Records from a data source |
▽

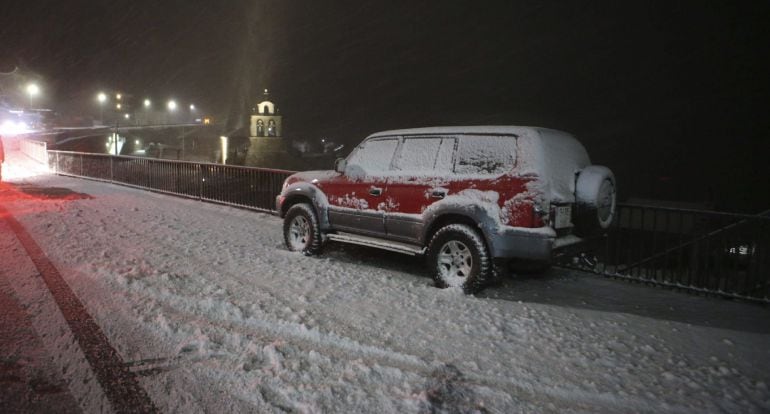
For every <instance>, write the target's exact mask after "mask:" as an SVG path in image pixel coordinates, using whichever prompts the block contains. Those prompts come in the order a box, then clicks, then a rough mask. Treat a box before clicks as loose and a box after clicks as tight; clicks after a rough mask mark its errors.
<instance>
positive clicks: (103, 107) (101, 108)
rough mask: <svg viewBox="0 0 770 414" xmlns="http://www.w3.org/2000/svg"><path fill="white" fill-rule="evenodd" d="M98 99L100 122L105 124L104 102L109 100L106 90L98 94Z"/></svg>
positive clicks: (100, 123)
mask: <svg viewBox="0 0 770 414" xmlns="http://www.w3.org/2000/svg"><path fill="white" fill-rule="evenodd" d="M96 100H97V101H99V123H100V124H102V125H104V103H105V102H107V95H106V94H105V93H104V92H99V93H98V94H97V95H96Z"/></svg>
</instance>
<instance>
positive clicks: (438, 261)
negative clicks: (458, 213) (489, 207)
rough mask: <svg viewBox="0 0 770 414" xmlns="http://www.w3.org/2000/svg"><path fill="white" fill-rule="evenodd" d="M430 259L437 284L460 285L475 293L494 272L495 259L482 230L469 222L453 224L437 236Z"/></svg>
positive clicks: (429, 250)
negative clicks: (484, 238) (493, 259)
mask: <svg viewBox="0 0 770 414" xmlns="http://www.w3.org/2000/svg"><path fill="white" fill-rule="evenodd" d="M428 260H429V264H430V266H431V268H432V270H433V279H434V280H435V282H436V286H438V287H441V288H447V287H458V288H462V289H463V291H464V292H465V293H473V292H476V291H478V290H479V289H481V288H482V287H483V286H484V283H485V282H486V280H487V279H488V278H489V277H490V276H491V274H492V261H491V260H490V258H489V252H488V251H487V247H486V245H485V243H484V239H483V238H482V236H481V235H480V234H479V232H478V231H476V230H475V229H473V228H472V227H470V226H468V225H465V224H450V225H448V226H446V227H443V228H441V229H440V230H439V231H437V232H436V234H435V235H434V236H433V238H432V239H431V242H430V246H429V247H428Z"/></svg>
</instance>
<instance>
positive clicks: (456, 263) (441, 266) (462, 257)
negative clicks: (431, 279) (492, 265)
mask: <svg viewBox="0 0 770 414" xmlns="http://www.w3.org/2000/svg"><path fill="white" fill-rule="evenodd" d="M472 268H473V256H472V255H471V251H470V249H469V248H468V246H466V245H465V244H464V243H463V242H460V241H457V240H451V241H448V242H446V243H444V245H443V246H441V250H439V254H438V272H439V275H440V277H441V280H443V281H444V283H445V284H446V285H447V286H449V287H461V286H462V285H463V284H464V283H465V281H466V280H467V279H468V277H469V276H470V274H471V269H472Z"/></svg>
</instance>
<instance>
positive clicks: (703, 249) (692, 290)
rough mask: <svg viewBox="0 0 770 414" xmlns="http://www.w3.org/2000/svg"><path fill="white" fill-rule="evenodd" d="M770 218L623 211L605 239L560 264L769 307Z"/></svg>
mask: <svg viewBox="0 0 770 414" xmlns="http://www.w3.org/2000/svg"><path fill="white" fill-rule="evenodd" d="M768 213H770V212H765V213H762V214H758V215H747V214H734V213H721V212H713V211H700V210H689V209H677V208H665V207H648V206H637V205H627V204H624V205H620V206H619V208H618V217H617V220H616V221H615V222H614V223H613V228H612V229H611V230H610V231H609V232H608V234H607V235H605V236H602V237H598V238H594V239H590V240H587V241H585V242H584V243H581V244H578V245H575V246H572V247H570V248H569V249H566V250H565V251H563V252H561V253H560V255H559V256H558V257H557V263H558V264H560V265H562V266H565V267H571V268H578V269H582V270H589V271H593V272H596V273H600V274H603V275H607V276H612V277H619V278H624V279H631V280H636V281H642V282H646V283H651V284H657V285H663V286H669V287H676V288H679V289H685V290H690V291H696V292H704V293H711V294H716V295H720V296H726V297H733V298H741V299H748V300H752V301H761V302H768V303H770V214H768Z"/></svg>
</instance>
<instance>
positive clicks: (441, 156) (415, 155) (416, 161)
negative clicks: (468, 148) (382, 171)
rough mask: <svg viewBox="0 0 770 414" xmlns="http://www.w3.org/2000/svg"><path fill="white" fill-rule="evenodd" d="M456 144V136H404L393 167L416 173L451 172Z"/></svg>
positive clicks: (400, 170) (397, 169)
mask: <svg viewBox="0 0 770 414" xmlns="http://www.w3.org/2000/svg"><path fill="white" fill-rule="evenodd" d="M454 144H455V140H454V138H442V137H409V138H404V141H403V143H402V144H401V150H400V151H399V153H398V155H397V156H396V160H395V162H394V163H393V169H394V170H399V171H407V172H414V173H427V172H432V171H438V172H450V171H452V153H453V152H454Z"/></svg>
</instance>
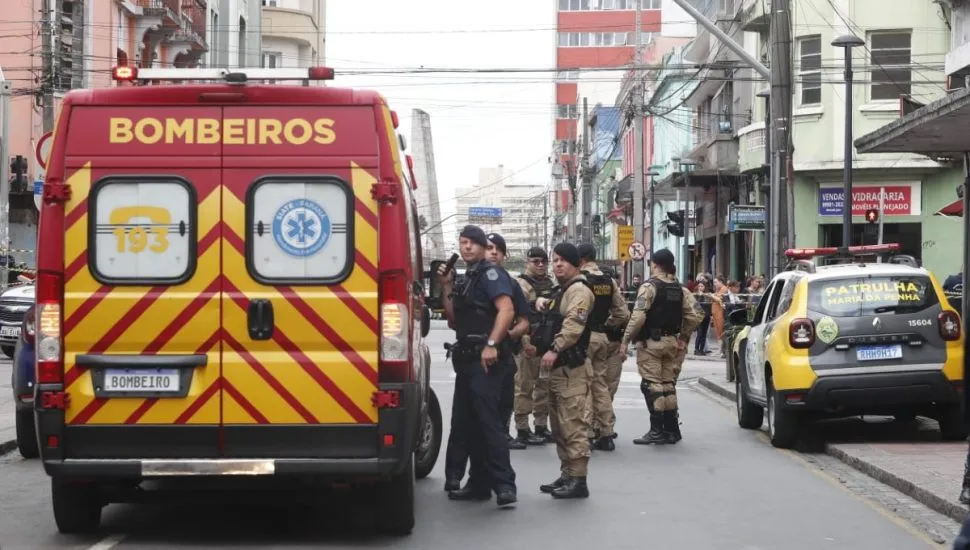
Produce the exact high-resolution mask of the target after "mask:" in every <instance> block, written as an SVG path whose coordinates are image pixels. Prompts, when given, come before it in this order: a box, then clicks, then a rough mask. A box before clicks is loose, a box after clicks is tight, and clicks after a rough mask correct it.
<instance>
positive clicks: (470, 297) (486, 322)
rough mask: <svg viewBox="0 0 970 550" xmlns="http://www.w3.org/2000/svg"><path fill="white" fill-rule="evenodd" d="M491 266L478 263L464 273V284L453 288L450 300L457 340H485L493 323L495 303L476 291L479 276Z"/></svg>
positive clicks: (494, 311) (463, 282) (493, 320)
mask: <svg viewBox="0 0 970 550" xmlns="http://www.w3.org/2000/svg"><path fill="white" fill-rule="evenodd" d="M491 267H493V266H492V265H491V264H486V263H485V262H481V263H479V264H478V266H476V268H475V270H474V271H470V272H466V273H465V279H464V281H463V283H464V284H462V285H459V286H457V287H456V288H455V291H454V294H453V296H452V302H453V307H454V308H455V333H456V335H457V336H458V341H459V342H473V341H477V340H482V339H483V338H484V339H485V340H487V339H488V335H489V333H490V332H492V327H493V326H494V325H495V317H496V316H497V315H498V311H497V310H496V309H495V304H493V303H492V302H491V301H488V300H482V299H481V296H484V293H481V292H479V291H478V285H480V284H481V278H482V277H483V276H484V275H485V272H486V271H487V270H488V269H489V268H491ZM485 340H482V341H483V342H484V341H485Z"/></svg>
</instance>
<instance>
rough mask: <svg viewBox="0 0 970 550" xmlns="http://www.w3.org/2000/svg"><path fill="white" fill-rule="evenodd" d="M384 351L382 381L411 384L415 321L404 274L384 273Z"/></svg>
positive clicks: (382, 320)
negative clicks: (412, 352)
mask: <svg viewBox="0 0 970 550" xmlns="http://www.w3.org/2000/svg"><path fill="white" fill-rule="evenodd" d="M379 300H380V304H381V319H380V323H381V350H380V354H381V355H380V376H379V378H380V381H381V382H410V381H412V380H414V371H413V370H412V368H411V361H410V358H411V344H410V342H411V338H410V336H411V334H410V332H411V320H410V314H409V313H408V302H409V299H408V284H407V279H406V277H405V276H404V272H403V271H388V272H384V273H382V274H381V283H380V297H379Z"/></svg>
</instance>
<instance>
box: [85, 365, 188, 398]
mask: <svg viewBox="0 0 970 550" xmlns="http://www.w3.org/2000/svg"><path fill="white" fill-rule="evenodd" d="M180 389H181V387H180V380H179V371H178V369H105V371H104V391H106V392H125V393H178V392H179V390H180Z"/></svg>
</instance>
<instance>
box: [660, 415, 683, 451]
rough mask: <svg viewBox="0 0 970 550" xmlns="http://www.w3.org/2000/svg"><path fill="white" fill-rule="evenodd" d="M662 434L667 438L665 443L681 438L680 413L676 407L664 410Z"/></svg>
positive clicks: (679, 438)
mask: <svg viewBox="0 0 970 550" xmlns="http://www.w3.org/2000/svg"><path fill="white" fill-rule="evenodd" d="M664 436H665V437H666V438H667V443H669V444H671V445H674V444H676V443H677V442H678V441H680V440H681V439H683V436H681V435H680V415H679V414H678V413H677V409H674V410H672V411H664Z"/></svg>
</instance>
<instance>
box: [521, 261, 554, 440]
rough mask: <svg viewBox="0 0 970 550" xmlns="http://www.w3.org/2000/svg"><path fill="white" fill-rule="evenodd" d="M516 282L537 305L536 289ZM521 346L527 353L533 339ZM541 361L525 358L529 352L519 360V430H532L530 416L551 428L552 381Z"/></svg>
mask: <svg viewBox="0 0 970 550" xmlns="http://www.w3.org/2000/svg"><path fill="white" fill-rule="evenodd" d="M527 274H528V275H529V276H530V277H534V278H540V277H548V275H546V274H544V273H541V274H536V273H531V272H528V271H527ZM516 281H518V283H519V286H520V287H522V292H523V293H524V294H525V297H526V299H527V300H529V303H530V304H532V303H534V302H535V301H536V291H535V289H534V288H532V285H530V284H529V283H528V282H526V281H524V280H522V279H521V278H516ZM521 342H522V349H523V350H524V349H525V348H526V347H528V346H529V345H531V342H530V341H529V335H528V334H525V335H523V336H522V340H521ZM541 360H542V358H541V357H538V356H536V357H529V356H528V355H526V354H525V351H523V352H522V353H519V354H518V355H517V356H516V358H515V362H516V364H517V365H518V370H516V372H515V405H514V406H515V429H516V430H528V429H529V415H530V414H531V415H532V416H533V419H534V421H535V425H536V426H539V427H543V428H547V427H548V425H549V379H548V378H545V379H540V378H539V362H540V361H541Z"/></svg>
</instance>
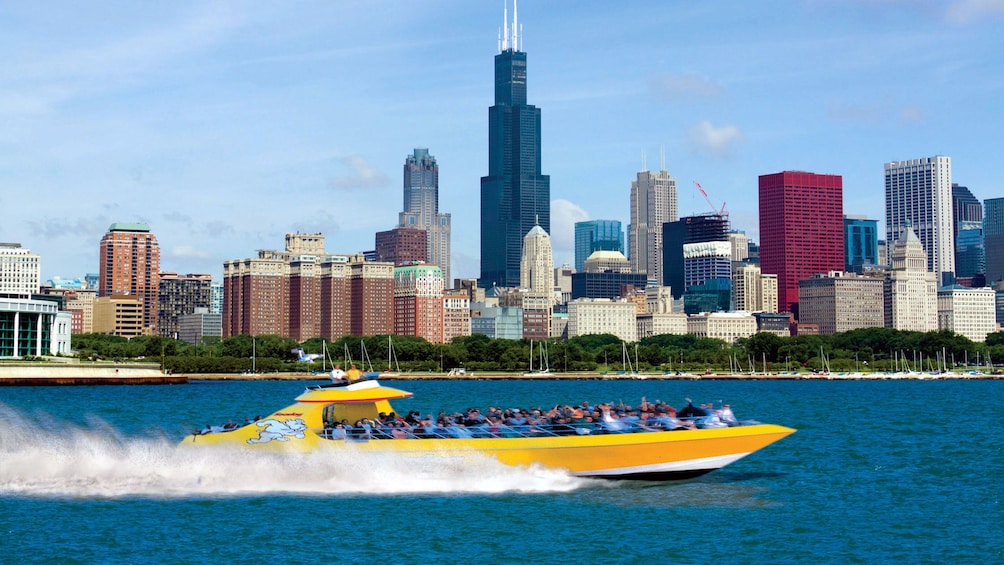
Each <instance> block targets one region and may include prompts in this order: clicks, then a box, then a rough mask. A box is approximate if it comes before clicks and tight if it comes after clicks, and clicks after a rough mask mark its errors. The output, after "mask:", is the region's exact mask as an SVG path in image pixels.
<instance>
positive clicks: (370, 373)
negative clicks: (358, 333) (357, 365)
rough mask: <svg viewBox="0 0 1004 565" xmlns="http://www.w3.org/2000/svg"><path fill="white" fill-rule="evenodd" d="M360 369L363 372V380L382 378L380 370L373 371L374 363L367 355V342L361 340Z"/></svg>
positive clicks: (362, 376)
mask: <svg viewBox="0 0 1004 565" xmlns="http://www.w3.org/2000/svg"><path fill="white" fill-rule="evenodd" d="M359 351H360V353H359V369H360V370H361V371H362V377H363V378H376V377H379V376H380V371H379V370H373V363H372V361H370V360H369V354H368V353H366V342H365V340H363V339H360V340H359Z"/></svg>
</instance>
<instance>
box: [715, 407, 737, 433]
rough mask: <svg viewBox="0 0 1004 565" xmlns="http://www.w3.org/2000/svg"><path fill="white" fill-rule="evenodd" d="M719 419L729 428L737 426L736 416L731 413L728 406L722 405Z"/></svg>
mask: <svg viewBox="0 0 1004 565" xmlns="http://www.w3.org/2000/svg"><path fill="white" fill-rule="evenodd" d="M720 417H721V418H722V421H724V422H725V423H726V425H728V426H729V427H730V428H732V427H736V426H739V420H738V419H736V414H734V413H732V408H730V407H729V404H724V405H723V406H722V414H721V416H720Z"/></svg>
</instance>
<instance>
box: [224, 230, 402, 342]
mask: <svg viewBox="0 0 1004 565" xmlns="http://www.w3.org/2000/svg"><path fill="white" fill-rule="evenodd" d="M223 297H224V299H223V333H224V336H231V335H260V334H268V333H271V334H277V335H283V336H287V337H292V338H294V339H297V340H300V341H302V340H305V339H308V338H310V337H321V336H323V337H326V338H328V339H332V340H333V339H337V338H338V337H341V336H343V335H349V334H351V335H386V334H390V333H393V332H394V264H393V263H385V262H370V261H366V260H365V258H364V257H363V256H361V255H337V254H328V253H326V252H324V236H323V235H322V234H287V235H286V249H285V251H268V250H262V251H259V252H258V257H253V258H248V259H237V260H233V261H226V262H225V263H224V264H223Z"/></svg>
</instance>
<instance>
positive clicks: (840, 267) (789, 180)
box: [760, 171, 844, 317]
mask: <svg viewBox="0 0 1004 565" xmlns="http://www.w3.org/2000/svg"><path fill="white" fill-rule="evenodd" d="M843 260H844V258H843V179H842V178H841V177H840V176H839V175H816V174H815V173H806V172H804V171H783V172H781V173H774V174H772V175H761V176H760V268H761V269H762V270H763V272H764V273H770V274H775V275H777V309H778V310H779V311H781V312H792V313H794V314H795V316H796V317H797V315H798V310H797V308H798V281H802V280H805V279H808V278H811V277H812V276H813V275H817V274H819V273H828V272H829V271H842V270H843V266H844V265H843Z"/></svg>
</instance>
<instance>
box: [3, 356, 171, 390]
mask: <svg viewBox="0 0 1004 565" xmlns="http://www.w3.org/2000/svg"><path fill="white" fill-rule="evenodd" d="M185 382H188V377H187V376H186V375H181V374H179V375H176V374H165V373H164V372H163V371H161V366H160V365H159V364H157V363H66V362H29V361H25V362H19V361H4V362H0V386H3V385H7V386H24V385H61V384H181V383H185Z"/></svg>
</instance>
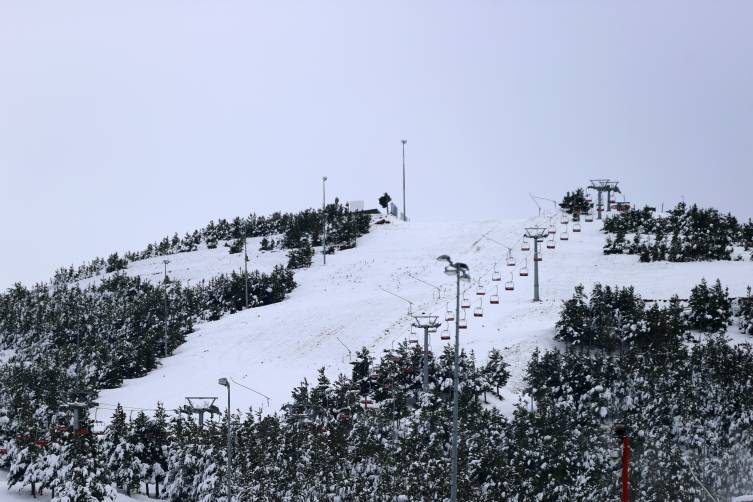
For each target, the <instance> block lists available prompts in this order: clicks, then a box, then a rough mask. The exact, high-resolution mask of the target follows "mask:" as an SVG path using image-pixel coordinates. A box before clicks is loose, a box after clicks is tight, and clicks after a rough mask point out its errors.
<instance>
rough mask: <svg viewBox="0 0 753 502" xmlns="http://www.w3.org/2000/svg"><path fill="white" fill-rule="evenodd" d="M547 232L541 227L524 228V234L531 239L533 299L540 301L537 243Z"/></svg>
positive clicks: (537, 243) (546, 235) (545, 228)
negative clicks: (539, 292)
mask: <svg viewBox="0 0 753 502" xmlns="http://www.w3.org/2000/svg"><path fill="white" fill-rule="evenodd" d="M548 234H549V230H547V229H546V228H541V227H531V228H526V233H525V236H526V237H528V238H529V239H533V301H535V302H540V301H541V298H539V260H538V258H539V244H540V243H542V242H543V241H544V238H545V237H546V236H547V235H548Z"/></svg>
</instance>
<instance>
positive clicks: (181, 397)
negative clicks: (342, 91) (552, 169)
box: [97, 218, 753, 423]
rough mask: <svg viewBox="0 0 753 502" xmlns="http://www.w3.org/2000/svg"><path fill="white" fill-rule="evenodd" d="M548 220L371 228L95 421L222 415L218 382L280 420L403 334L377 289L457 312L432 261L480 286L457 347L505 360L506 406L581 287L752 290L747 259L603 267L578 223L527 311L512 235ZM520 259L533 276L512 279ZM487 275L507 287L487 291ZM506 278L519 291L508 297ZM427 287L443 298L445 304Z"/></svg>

△

PROBLEM TO SOLVE | Could you reproduce, exactly, every line above from the line with "positive clicks: (362, 376)" to the line with "box: [715, 407, 737, 433]", and no other line? Both ends count.

EXERCISE ANSWER |
positive clicks: (362, 376)
mask: <svg viewBox="0 0 1004 565" xmlns="http://www.w3.org/2000/svg"><path fill="white" fill-rule="evenodd" d="M359 351H360V353H359V369H360V370H361V371H362V377H363V378H376V377H379V376H380V371H379V370H373V363H372V361H370V360H369V354H368V353H366V342H365V340H363V339H360V340H359Z"/></svg>
</instance>
<instance>
box: [715, 407, 737, 433]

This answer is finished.